*PROBLEM 1*.
In the article on Barbados bank fees and savings rates, what guaranteed minimum savings rate did the Central Bank remove in April 2015?
*PROBLEM 2*.
Carry on the article about Barbados bank fees and savings rates, starting after its final sentence.

*EXCERPT PROVIDED*.
+ + + + + + +
President of the Barbados Bankers’ Association Anthony Clerk, in response to customer complaints about high bank fees and low interest rates on savings, told Barbados TODAY: “If you reintroduce a minimum interest rate that means the loan rates are going to go up. I don’t think that will make sense.”

In April 2015, the Central Bank removed the guaranteed minimum savings rate of 2.5 per cent, with the hope that more cash would be moved out of the banking system and into investment. However, by the end of March this year, savings had grown to reach about $14 billion. While loans to households grew faster in the first three months of this year when compared to the same period in 2021, overall new loans were down from prior years, despite historically low interest rates on loans.

“Right now, loan rates are the lowest they have been, in my understanding, in the history of Barbados. So they are all-time low rates, which is very good for people who want to borrow money to build homes and acquire homes, put up renewable energy systems or for any other reason, both on the retail side,  personal customers and the business customers,” Clerk explained.

“So that bodes very well for the development of the economy. You know, [if] people want to undertake projects, now is the time to do it because you have very low interest rates. So to reintroduce a minimum [savings] rate means the spread has to increase between the deposit rates and the loan rates and that means borrowing is going to get more expensive and I don’t think that is going to be a good thing for anyone really.”

Last Thursday, as she announced measures last week to help ease some pressure off residents,Prime Minister Mia Mottley indicated that it was necessary to engage with the banking sector to see what bank charges can be tweaked.

She revealed that Central Bank Governor Cleviston Haynes had been mandated to investigate the issue of bank fees and report back to the Ministry of Finance.

Mottley said at the time: “While we have done some things on fees already, it is clear that we have to revisit it and that we have to encourage our banks to recognise that their core business of making money from lending cannot be abandoned for passive income from transactions.”
+ + + + + + +
*INFORMATION PROVIDED*.
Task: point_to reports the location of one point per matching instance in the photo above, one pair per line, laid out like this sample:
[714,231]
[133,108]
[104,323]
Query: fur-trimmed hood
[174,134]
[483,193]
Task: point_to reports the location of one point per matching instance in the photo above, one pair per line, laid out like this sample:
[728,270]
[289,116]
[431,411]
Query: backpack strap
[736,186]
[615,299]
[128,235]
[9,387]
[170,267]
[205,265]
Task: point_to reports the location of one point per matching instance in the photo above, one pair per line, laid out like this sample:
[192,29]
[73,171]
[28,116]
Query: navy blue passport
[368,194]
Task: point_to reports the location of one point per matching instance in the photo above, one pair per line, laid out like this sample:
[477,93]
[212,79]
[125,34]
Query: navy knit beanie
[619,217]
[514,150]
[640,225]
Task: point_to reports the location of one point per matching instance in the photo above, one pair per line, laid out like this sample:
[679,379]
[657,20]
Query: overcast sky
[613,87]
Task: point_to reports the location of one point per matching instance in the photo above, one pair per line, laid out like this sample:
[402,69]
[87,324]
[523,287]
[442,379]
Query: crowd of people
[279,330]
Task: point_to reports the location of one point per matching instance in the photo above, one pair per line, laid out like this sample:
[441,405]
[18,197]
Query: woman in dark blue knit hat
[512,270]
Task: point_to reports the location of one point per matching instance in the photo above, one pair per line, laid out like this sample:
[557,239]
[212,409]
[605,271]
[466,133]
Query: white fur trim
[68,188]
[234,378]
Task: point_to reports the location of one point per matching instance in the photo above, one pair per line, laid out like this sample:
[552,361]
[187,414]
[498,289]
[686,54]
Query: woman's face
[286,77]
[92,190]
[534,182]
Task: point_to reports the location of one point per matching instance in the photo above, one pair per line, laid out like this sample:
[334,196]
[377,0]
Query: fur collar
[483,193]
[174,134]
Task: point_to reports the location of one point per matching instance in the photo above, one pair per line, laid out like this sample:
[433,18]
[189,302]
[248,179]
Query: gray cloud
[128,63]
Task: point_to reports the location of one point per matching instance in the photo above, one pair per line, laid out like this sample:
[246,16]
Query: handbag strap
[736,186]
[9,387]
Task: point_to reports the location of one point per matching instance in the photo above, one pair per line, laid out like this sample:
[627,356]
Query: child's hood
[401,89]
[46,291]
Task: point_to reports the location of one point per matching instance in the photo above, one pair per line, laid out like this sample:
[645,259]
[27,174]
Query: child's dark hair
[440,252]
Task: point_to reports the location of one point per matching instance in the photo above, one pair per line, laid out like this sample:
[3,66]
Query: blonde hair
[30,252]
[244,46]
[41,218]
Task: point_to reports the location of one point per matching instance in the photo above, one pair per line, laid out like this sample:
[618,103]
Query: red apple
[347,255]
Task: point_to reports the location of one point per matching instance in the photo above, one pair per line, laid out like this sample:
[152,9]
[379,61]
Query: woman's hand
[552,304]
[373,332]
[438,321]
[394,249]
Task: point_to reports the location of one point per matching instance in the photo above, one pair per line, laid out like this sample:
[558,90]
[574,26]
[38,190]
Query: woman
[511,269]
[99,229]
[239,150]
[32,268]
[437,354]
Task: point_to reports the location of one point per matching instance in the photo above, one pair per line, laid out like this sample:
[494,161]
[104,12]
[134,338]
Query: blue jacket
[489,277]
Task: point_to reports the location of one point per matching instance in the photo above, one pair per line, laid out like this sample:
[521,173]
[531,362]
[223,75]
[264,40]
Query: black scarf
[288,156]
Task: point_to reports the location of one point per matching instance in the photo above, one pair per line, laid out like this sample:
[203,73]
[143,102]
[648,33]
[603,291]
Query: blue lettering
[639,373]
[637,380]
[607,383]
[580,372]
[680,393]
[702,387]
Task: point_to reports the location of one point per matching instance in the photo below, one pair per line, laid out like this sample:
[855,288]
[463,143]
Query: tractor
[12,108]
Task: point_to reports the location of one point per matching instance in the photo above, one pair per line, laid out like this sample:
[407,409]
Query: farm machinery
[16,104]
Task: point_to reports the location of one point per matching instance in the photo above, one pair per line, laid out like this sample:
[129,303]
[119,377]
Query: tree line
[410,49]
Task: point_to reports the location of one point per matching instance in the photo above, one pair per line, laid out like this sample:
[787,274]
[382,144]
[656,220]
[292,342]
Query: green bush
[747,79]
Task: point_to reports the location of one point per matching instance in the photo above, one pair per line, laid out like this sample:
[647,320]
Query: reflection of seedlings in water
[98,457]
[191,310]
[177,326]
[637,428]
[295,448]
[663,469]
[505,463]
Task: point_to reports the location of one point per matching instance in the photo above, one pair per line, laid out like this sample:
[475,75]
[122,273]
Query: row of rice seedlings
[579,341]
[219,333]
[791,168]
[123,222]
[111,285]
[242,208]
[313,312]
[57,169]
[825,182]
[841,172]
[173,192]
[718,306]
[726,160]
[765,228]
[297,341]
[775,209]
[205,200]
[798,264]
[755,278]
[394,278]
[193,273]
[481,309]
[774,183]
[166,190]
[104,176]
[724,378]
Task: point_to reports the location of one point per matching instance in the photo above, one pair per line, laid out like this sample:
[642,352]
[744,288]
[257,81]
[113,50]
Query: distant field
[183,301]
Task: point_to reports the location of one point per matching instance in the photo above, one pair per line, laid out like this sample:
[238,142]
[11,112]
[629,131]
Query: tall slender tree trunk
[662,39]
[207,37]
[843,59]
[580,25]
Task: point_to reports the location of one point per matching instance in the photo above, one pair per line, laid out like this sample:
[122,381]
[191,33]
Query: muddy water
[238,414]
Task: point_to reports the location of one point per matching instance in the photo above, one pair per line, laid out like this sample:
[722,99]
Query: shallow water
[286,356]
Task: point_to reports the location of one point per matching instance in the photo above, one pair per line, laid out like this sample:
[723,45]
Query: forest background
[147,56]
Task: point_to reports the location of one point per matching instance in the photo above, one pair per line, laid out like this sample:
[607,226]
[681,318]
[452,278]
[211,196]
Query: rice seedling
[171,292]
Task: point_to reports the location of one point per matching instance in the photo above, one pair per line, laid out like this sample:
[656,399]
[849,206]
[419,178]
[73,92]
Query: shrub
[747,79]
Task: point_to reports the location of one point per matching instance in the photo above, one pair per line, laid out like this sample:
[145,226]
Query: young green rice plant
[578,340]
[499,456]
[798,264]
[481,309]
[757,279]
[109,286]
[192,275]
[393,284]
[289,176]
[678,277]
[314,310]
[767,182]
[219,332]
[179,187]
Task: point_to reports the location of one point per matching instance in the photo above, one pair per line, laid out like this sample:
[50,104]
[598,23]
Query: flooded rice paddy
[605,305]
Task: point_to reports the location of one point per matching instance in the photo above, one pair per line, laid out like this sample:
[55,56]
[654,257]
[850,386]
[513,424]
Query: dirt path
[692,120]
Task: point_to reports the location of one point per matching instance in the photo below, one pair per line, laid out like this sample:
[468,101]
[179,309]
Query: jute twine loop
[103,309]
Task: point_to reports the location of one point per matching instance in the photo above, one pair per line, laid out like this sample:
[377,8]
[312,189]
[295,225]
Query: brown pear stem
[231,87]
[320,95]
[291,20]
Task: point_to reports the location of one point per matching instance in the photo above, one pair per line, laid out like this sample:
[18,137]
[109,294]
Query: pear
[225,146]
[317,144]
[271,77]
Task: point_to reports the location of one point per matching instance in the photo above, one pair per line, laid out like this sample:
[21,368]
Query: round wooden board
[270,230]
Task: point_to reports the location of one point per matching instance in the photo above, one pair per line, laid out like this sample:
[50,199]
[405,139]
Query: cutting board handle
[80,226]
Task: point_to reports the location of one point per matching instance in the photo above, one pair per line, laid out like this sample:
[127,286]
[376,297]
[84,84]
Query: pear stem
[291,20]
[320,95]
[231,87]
+ + + + + + +
*YOUR RESPONSE 1*.
2.5 percent

*YOUR RESPONSE 2*.
Although stressing that she was not picking on banks which have been heavily impacted by Government’s debt restructuring in 2018 and the introduction of a pandemic levy this year, the Prime Minister questioned: “How can a bank justify charging more to facilitate a digital transaction of $2 000 than a digital transaction of $200 or $20? It is the same mechanism.”

Clerk told Barbados TODAY that the commercial banks would be cooperating with officials in providing information, but there was not much to say at this stage.

“All I could say is that the Governor of the Central Bank reached out to the banks for some information specific to our debit cards, our newly introduced debit cards, and we gave him the information. That is all that has happened so far,” said Clerk.

“I prefer not to speculate and I prefer to let the process run itself. The Prime Minister announced that she asked the Governor to discuss with the banks so we are waiting on a discussion. We are waiting on the Governor to come back.”

Effective November 1 last year, the Governor of the Central Bank announced that the amount Barbadians pay for a transaction at a bank’s Automated Teller Machine (ATM) other than theirs would be capped at a maximum of $3.

This, Haynes said at the time, was in response to complaints from residents about high bank fees associated with debit card transactions.